Basil George Watson was born in Bendigo on 12th October 1893, being the second son of James Isaac Watson and Isabel Ada Watson (nee Knight). Other siblings included Athena Estella Knight (born 1891 - who died in infancy); Leroy Eric James (born 1892); Verona Isabel (born 1896) and James Rudyard (born 1900). Basil's paternal grandfather was John Boyd Watson, a Scottish-born cabinetmaker, who was one of Bendigo's early 'quartz kings', making a fortune from his role in pioneering the extraction of gold from quartz reefs. Later J.B. Watson invested heavily in real estate, banking, transport enterprises and pastoral interests holding assets that swelled extraordinarily in value during the heady 'land boom' decade of the 1880s. When he died in 1889, his estate was valued at over £1 million, leaving James Watson and other descendants comfortably well off.

In 1894, Basil Watson's family moved from Bendigo to Melbourne, where they settled in the Brighton area and Basil with his brothers attended Haileybury College, a small private school established by Charles Rendall only two years earlier. In 1909, the family moved into a grand purpose-built ten-roomed Federation style mansion named 'Foilacleugh', situated on several acres fronting onto Port Phillip Bay at Elsternwick. The extensive grounds included neatly groomed lawns and garden beds, a lawn tennis court, nine hole golf putting course, boathouse and slipway, motor garage and workshop. James Watson pursued interests in motoring, motor yachts and horse racing, and it seems that the whole family took an early interest in aviation. When the world-famous escapologist Harry Houdini became the first person in Australia to successfully complete an extended flight of 7½ minutes duration at Diggers Rest, in March 1910, Basil parents and sister were amongst the crowd of 30 spectators there to witness the event. Their names were included in a list of 16 signatures on a certificate verifying the achievement.

● ● ● ● ●

### WHAT THE TASK ASKS
Extend the account of Basil Watson's family and early years, picking up after its last sentence.

### STORED DATA
● ● ● ● ●

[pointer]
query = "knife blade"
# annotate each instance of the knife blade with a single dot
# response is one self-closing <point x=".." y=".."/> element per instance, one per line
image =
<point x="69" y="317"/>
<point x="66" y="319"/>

● ● ● ● ●

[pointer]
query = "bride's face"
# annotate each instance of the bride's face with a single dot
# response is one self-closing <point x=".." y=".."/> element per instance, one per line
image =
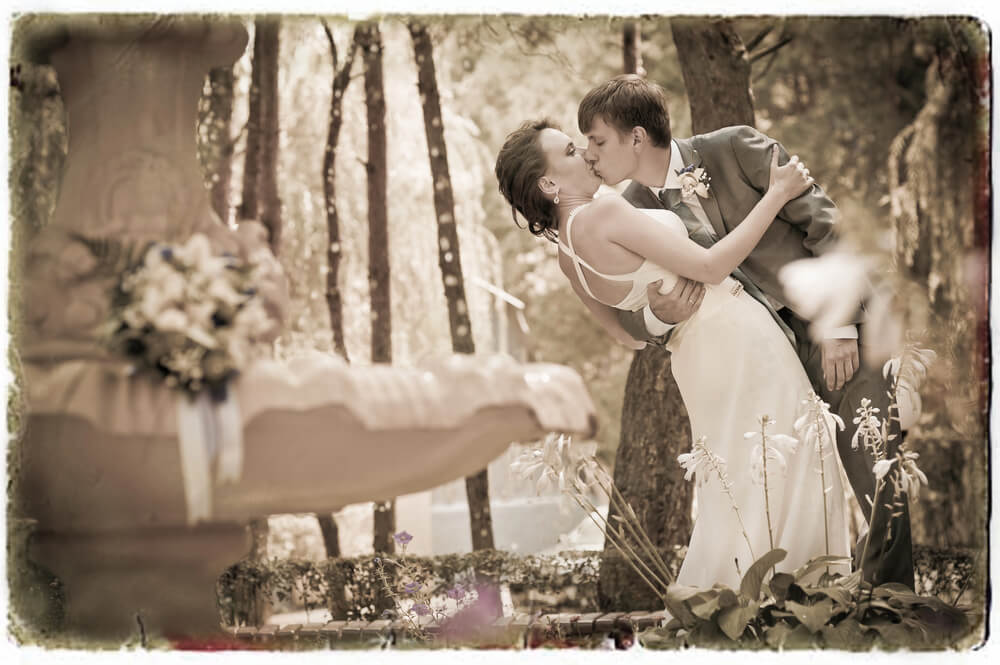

● ● ● ● ●

### OUTPUT
After leaving school, young Basil Watson spent a period managing a pastoral property in country New South Wales and undertook some training as a mechanic in Melbourne, before turning his full attention to aviation. Harry Hawker, Australia's best known pioneering aviator and founder of the Hawker-DeHavilland aviation and aerospace company, had grown up in Moorabbin and St Kilda and was known to Basil Watson through a friendship between the two families. Hawker had left Australia in 1911 for England, where he gained employment as a mechanic with the Sopwith Aviation Co, and was personally taught to fly by the company's founder Thomas Sopwith. Over the following two years Hawker set several aviation records in England and almost claimed the Daily Mail prize of £5000 offered for the first person to successfully fly around Great Britain. By 1913 he had been promoted to a role as aircraft designer and chief test pilot with Sopwith. In early 1914, Hawker returned to Australia with a small Sopwith biplane of his own design and made headlines in the local press presenting public flying demonstrations in Melbourne, Sydney, Albury and Ballarat. During the tour he carried several notable citizens as passengers, including the Governor-General and Minister of Defence. It was at Elsternwick Golf Course on Wednesday 11th February 1914, the Basil Watson first took to the air as a passenger in Hawker's biplane. He had been scheduled to make his first flight the previous Saturday at Caulfield Racecourse, but a large crowd of several thousand spectators made it too dangerous to safely take-off and land the plane. Hawker was five years older than Basil Watson and took the young engineer under his wing as a protégé. Watson subsequently accompanied Hawker on trips to Albury and Ballarat where further flying demonstrations were made, and when Hawker left Australia to return to England, he was accompanied by Watson, who was described as his 'pupil'. The pair sailed from Melbourne on the P&O Line steamer R.M.S. Mooltan, on 5th May 1914 - Basil Waston was just 20 years of age.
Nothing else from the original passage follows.